* **Assignment**
One number is the whole answer: how many lines of the records include "shoreline".

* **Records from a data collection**

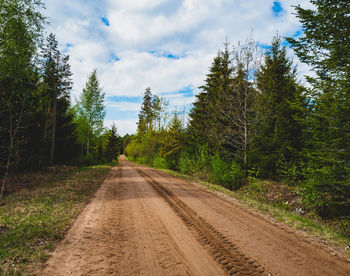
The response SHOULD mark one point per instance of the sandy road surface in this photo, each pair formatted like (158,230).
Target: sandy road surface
(145,222)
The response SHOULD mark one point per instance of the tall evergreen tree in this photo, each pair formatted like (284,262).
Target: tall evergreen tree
(90,111)
(324,45)
(57,86)
(113,146)
(203,124)
(21,26)
(281,111)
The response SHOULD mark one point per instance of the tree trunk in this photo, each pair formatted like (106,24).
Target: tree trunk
(53,134)
(87,146)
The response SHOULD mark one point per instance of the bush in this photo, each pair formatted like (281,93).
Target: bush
(159,162)
(226,174)
(186,163)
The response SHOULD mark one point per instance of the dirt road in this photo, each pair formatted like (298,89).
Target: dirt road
(145,222)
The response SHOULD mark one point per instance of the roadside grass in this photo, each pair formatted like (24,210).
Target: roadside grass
(309,224)
(35,217)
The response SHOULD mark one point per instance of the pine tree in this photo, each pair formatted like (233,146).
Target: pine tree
(21,25)
(203,124)
(90,111)
(324,45)
(57,86)
(279,107)
(113,146)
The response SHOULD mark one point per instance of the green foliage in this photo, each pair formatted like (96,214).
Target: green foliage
(53,203)
(159,162)
(281,110)
(114,144)
(186,163)
(291,170)
(221,171)
(90,112)
(229,175)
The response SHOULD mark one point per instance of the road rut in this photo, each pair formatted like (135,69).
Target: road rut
(146,222)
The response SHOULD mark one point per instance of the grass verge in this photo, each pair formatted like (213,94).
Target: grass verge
(34,218)
(312,226)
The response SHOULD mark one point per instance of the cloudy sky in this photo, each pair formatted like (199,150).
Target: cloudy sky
(167,45)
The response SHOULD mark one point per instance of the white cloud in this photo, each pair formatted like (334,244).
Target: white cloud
(191,29)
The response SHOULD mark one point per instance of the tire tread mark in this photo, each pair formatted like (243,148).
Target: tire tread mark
(225,253)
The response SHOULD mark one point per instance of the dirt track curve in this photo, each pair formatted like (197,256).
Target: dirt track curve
(146,222)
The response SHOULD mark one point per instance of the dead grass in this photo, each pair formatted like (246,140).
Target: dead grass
(37,213)
(282,205)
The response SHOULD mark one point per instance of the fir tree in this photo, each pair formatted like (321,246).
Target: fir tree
(113,146)
(280,111)
(90,111)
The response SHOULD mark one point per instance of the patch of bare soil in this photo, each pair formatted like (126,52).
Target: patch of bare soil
(146,222)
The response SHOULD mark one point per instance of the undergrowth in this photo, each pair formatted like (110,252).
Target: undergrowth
(284,205)
(34,217)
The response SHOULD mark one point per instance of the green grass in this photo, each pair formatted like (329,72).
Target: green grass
(311,225)
(34,218)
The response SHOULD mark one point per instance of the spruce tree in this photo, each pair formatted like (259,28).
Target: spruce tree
(57,86)
(90,111)
(279,107)
(204,123)
(113,146)
(324,45)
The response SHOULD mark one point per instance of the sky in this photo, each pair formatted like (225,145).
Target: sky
(167,45)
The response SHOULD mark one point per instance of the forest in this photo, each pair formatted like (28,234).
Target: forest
(39,124)
(253,118)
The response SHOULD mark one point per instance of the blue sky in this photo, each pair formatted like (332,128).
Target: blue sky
(167,45)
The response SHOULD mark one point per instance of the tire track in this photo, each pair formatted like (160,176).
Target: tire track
(225,253)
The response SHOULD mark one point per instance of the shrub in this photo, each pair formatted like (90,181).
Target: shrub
(186,163)
(229,175)
(159,162)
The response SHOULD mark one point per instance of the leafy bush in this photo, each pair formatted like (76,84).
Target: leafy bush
(186,163)
(159,162)
(226,174)
(293,171)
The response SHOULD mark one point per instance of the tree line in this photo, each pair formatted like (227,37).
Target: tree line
(254,119)
(39,126)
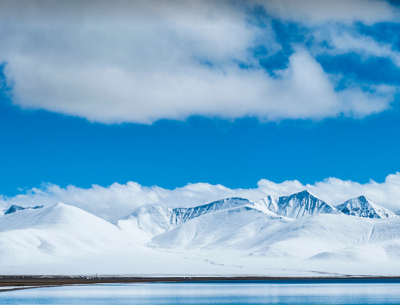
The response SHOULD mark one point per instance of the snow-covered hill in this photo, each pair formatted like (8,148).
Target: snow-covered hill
(363,207)
(231,236)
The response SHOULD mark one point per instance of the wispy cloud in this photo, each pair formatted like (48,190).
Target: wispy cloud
(142,61)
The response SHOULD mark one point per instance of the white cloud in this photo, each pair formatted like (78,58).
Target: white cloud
(364,45)
(117,201)
(324,11)
(142,61)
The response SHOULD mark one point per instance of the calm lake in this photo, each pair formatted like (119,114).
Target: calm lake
(212,293)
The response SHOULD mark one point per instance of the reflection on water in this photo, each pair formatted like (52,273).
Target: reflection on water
(210,293)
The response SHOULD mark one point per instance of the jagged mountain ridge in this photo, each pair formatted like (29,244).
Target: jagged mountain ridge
(363,207)
(298,205)
(155,220)
(226,232)
(15,208)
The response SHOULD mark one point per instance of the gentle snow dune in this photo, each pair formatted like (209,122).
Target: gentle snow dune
(58,231)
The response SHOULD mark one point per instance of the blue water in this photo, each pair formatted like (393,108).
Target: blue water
(210,293)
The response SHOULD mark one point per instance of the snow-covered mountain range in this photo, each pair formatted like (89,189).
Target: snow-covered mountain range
(229,236)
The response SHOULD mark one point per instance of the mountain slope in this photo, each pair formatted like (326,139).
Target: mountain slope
(299,205)
(217,230)
(152,221)
(58,231)
(363,207)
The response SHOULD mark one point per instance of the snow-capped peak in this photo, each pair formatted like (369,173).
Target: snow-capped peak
(15,208)
(364,207)
(298,205)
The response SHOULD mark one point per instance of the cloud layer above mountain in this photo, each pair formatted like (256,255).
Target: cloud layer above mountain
(141,61)
(117,200)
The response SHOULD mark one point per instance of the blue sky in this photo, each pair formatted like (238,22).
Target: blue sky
(246,92)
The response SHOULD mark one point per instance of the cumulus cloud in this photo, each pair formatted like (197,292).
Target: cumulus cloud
(364,45)
(324,11)
(142,61)
(117,201)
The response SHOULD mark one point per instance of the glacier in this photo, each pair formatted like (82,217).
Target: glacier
(296,235)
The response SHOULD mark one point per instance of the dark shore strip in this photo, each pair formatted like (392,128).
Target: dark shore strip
(27,282)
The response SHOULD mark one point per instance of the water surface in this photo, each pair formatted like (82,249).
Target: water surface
(210,293)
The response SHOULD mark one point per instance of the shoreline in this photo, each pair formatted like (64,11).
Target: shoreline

* **Task solution**
2